> **WHAT IS REQUIRED**: Please pull every line containing the string "kitchen" out of the records below and copy each line in full. Case counts when matching.

* START EXTRACTED MATERIAL *

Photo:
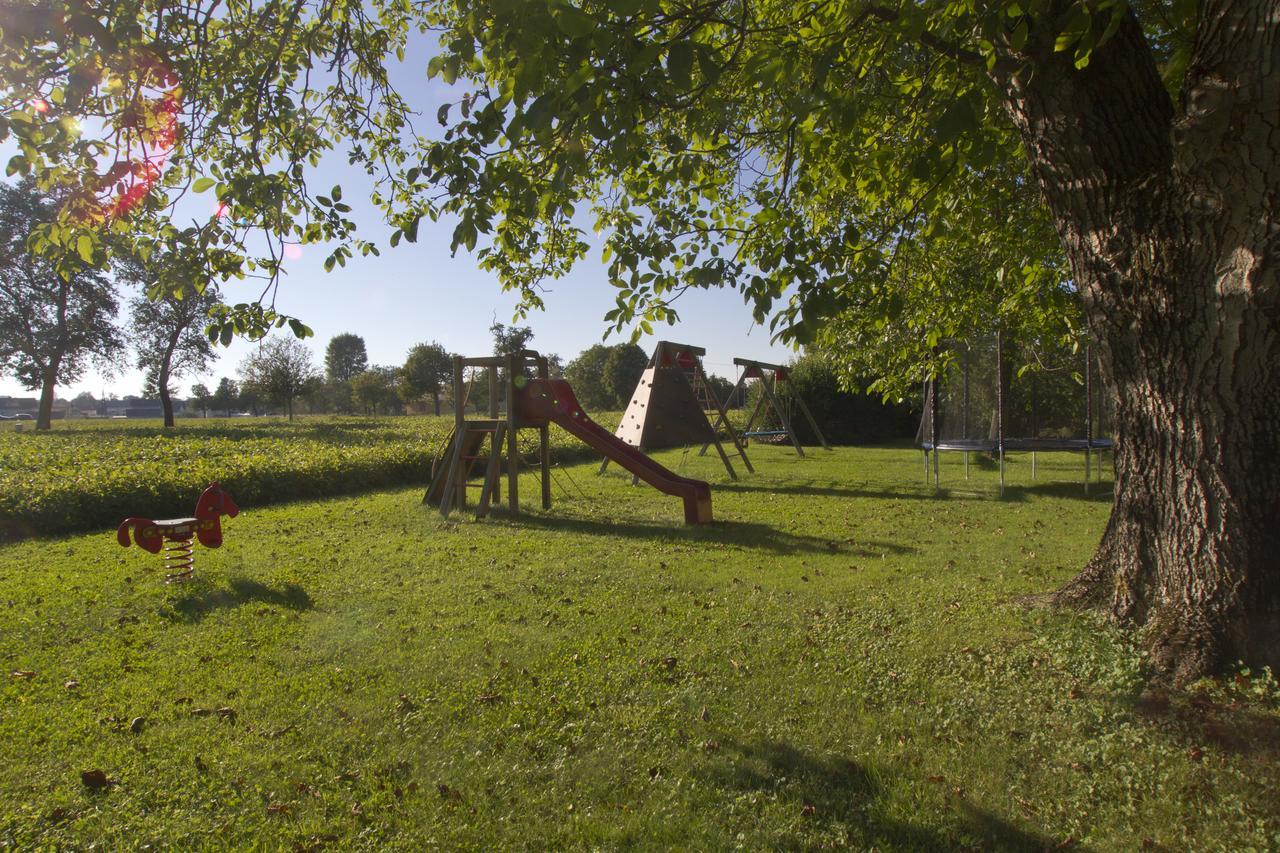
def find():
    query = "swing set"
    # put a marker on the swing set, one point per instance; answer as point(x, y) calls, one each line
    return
point(778, 400)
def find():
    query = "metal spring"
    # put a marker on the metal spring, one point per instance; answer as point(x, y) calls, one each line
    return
point(178, 560)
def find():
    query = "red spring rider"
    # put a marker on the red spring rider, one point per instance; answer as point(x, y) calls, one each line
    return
point(174, 536)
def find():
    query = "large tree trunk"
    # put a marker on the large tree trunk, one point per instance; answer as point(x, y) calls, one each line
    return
point(1171, 223)
point(49, 383)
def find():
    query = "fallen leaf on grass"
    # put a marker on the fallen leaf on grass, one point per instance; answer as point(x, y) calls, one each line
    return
point(95, 779)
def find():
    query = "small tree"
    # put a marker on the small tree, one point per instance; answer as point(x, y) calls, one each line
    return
point(374, 389)
point(622, 370)
point(586, 374)
point(426, 370)
point(344, 357)
point(169, 336)
point(201, 397)
point(50, 323)
point(510, 338)
point(225, 396)
point(280, 368)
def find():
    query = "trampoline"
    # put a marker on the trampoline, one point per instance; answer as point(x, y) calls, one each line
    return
point(981, 404)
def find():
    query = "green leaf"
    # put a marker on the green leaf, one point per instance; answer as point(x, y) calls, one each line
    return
point(680, 64)
point(574, 22)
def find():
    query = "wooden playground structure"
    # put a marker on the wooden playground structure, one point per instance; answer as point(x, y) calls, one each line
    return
point(533, 401)
point(671, 406)
point(776, 386)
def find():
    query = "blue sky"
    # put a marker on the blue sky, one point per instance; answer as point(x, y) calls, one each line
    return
point(417, 292)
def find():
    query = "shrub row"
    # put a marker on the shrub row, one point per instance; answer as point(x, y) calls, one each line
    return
point(87, 475)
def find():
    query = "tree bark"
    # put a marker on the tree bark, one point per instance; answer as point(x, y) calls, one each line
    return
point(49, 383)
point(1170, 219)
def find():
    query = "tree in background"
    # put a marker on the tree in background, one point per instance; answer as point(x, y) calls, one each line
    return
point(169, 338)
point(344, 357)
point(923, 170)
point(586, 374)
point(510, 338)
point(53, 320)
point(374, 389)
point(604, 377)
point(845, 416)
point(225, 396)
point(795, 151)
point(279, 368)
point(428, 369)
point(202, 398)
point(622, 370)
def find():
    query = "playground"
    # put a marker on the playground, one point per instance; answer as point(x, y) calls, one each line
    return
point(840, 658)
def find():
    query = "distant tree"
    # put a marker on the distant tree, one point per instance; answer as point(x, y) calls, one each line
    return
point(374, 389)
point(344, 357)
point(554, 365)
point(510, 338)
point(280, 368)
point(201, 396)
point(250, 396)
point(722, 388)
point(315, 396)
point(225, 397)
point(586, 374)
point(845, 416)
point(426, 370)
point(622, 370)
point(337, 393)
point(51, 322)
point(169, 337)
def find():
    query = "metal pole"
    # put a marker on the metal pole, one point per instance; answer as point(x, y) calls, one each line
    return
point(1000, 406)
point(544, 450)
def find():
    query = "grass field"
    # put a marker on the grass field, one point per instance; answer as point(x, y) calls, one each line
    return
point(840, 660)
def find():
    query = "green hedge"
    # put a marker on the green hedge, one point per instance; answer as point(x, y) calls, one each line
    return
point(82, 475)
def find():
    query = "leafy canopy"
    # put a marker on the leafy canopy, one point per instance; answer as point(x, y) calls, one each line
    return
point(848, 167)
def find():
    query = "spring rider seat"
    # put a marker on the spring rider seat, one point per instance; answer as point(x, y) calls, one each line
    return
point(174, 536)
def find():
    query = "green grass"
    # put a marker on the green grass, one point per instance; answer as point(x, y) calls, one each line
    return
point(840, 660)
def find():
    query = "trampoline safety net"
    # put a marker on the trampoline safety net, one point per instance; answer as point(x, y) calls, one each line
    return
point(986, 400)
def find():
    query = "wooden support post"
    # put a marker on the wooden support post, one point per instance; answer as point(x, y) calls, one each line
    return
point(512, 445)
point(492, 471)
point(813, 424)
point(723, 419)
point(544, 450)
point(458, 475)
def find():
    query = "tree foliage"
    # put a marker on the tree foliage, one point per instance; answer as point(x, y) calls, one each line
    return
point(168, 336)
point(344, 357)
point(428, 369)
point(280, 368)
point(53, 319)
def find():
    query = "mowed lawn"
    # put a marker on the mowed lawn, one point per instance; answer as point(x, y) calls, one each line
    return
point(842, 658)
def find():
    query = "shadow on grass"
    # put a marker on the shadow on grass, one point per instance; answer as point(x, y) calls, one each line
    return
point(839, 793)
point(1201, 721)
point(826, 491)
point(241, 591)
point(746, 534)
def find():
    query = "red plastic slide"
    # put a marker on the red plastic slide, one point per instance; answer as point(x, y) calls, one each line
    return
point(553, 400)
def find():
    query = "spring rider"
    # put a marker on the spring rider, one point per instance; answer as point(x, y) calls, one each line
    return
point(174, 536)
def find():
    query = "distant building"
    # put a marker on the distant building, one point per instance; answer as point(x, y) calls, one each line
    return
point(30, 406)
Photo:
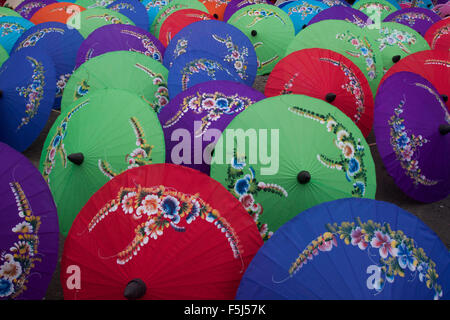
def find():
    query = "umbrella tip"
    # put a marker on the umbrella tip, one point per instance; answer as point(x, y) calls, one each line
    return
point(330, 97)
point(76, 158)
point(135, 289)
point(396, 58)
point(304, 177)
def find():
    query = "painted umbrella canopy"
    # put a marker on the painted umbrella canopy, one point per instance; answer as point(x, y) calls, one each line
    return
point(194, 119)
point(130, 71)
point(30, 235)
point(194, 238)
point(98, 137)
point(350, 249)
point(412, 126)
point(302, 151)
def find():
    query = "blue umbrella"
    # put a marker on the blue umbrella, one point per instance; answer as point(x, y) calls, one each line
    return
point(302, 11)
point(134, 10)
point(27, 93)
point(226, 42)
point(350, 249)
point(11, 28)
point(60, 43)
point(196, 67)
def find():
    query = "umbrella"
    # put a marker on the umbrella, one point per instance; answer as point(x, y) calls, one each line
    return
point(414, 145)
point(29, 7)
point(326, 75)
point(119, 37)
point(377, 10)
point(302, 11)
point(270, 30)
point(30, 235)
point(342, 13)
point(438, 35)
point(199, 115)
point(96, 138)
point(134, 10)
point(418, 19)
point(301, 151)
point(92, 19)
point(235, 5)
point(171, 7)
point(192, 237)
point(64, 12)
point(229, 44)
point(27, 87)
point(179, 20)
point(396, 41)
point(433, 65)
point(11, 28)
point(60, 43)
point(349, 249)
point(347, 39)
point(130, 71)
point(195, 67)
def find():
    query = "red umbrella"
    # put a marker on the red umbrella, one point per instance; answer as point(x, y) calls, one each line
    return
point(433, 65)
point(178, 20)
point(326, 75)
point(161, 232)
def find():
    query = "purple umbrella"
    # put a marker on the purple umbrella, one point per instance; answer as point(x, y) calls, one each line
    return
point(235, 5)
point(119, 37)
point(411, 127)
point(342, 13)
point(29, 232)
point(28, 7)
point(196, 117)
point(419, 19)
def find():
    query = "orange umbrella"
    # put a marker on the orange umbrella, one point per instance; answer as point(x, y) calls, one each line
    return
point(63, 12)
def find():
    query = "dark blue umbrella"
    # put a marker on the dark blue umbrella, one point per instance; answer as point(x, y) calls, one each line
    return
point(60, 43)
point(134, 10)
point(196, 67)
point(27, 93)
point(226, 42)
point(350, 249)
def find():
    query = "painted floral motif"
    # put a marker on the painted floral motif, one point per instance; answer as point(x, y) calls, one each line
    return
point(351, 160)
point(243, 184)
point(16, 265)
point(162, 207)
point(397, 253)
point(364, 50)
point(236, 56)
point(34, 92)
point(213, 105)
point(140, 156)
point(56, 145)
point(407, 146)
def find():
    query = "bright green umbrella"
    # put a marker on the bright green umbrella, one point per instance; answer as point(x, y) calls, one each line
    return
point(347, 39)
point(172, 7)
point(131, 71)
point(396, 41)
point(100, 136)
point(269, 29)
point(95, 18)
point(299, 152)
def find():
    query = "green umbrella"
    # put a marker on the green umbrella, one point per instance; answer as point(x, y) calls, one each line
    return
point(95, 18)
point(172, 7)
point(396, 41)
point(299, 152)
point(269, 29)
point(347, 39)
point(376, 10)
point(98, 137)
point(131, 71)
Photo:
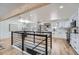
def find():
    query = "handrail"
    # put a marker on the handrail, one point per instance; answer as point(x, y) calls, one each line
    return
point(38, 44)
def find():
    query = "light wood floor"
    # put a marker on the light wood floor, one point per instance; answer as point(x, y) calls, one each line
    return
point(59, 47)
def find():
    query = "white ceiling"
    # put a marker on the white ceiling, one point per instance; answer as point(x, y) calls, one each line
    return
point(53, 10)
point(5, 8)
point(66, 12)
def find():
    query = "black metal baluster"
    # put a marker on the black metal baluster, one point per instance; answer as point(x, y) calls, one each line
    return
point(11, 38)
point(46, 52)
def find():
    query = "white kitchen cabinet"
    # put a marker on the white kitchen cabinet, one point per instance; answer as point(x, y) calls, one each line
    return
point(74, 41)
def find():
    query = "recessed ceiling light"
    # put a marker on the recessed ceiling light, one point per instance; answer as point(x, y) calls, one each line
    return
point(61, 7)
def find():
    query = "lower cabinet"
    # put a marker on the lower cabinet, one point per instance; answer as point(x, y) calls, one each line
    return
point(74, 41)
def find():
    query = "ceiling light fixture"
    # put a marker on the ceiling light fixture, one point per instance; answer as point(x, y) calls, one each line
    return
point(61, 7)
point(24, 21)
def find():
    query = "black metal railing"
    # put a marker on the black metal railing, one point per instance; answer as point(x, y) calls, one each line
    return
point(24, 34)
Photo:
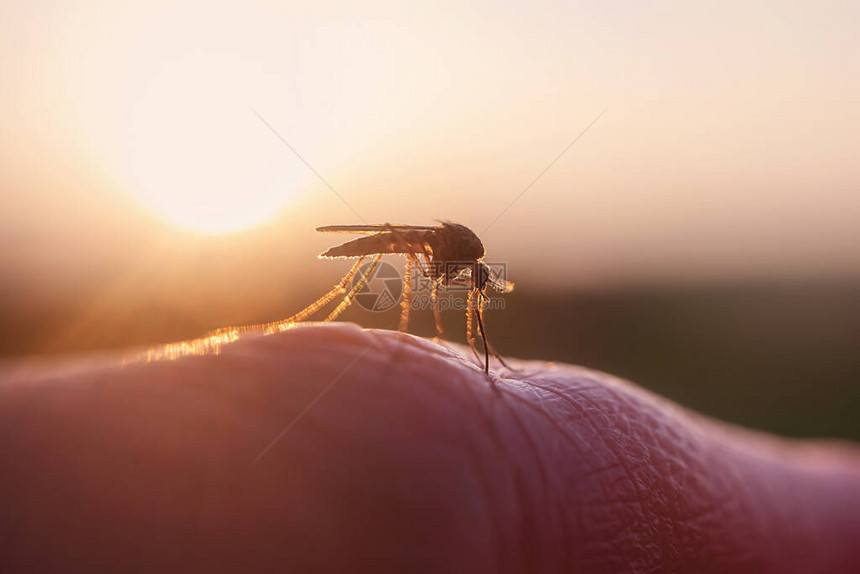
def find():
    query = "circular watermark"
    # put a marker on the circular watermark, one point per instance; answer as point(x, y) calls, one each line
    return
point(382, 290)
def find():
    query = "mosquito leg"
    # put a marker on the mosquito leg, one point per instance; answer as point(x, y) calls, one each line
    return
point(470, 327)
point(338, 289)
point(479, 311)
point(406, 301)
point(437, 315)
point(350, 296)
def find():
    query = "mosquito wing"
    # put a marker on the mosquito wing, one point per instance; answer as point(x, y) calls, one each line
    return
point(369, 229)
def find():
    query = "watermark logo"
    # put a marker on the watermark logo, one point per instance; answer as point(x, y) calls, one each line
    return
point(382, 290)
point(384, 287)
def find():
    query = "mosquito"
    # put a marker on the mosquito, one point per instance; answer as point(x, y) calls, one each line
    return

* END EXTRACTED MATERIAL *

> **SOLUTION TO THIS EXERCISE**:
    query = "white kitchen cabinet"
    # put a marker on the white kitchen cabinet, one point per instance; answer as point(x, y) calls, one each line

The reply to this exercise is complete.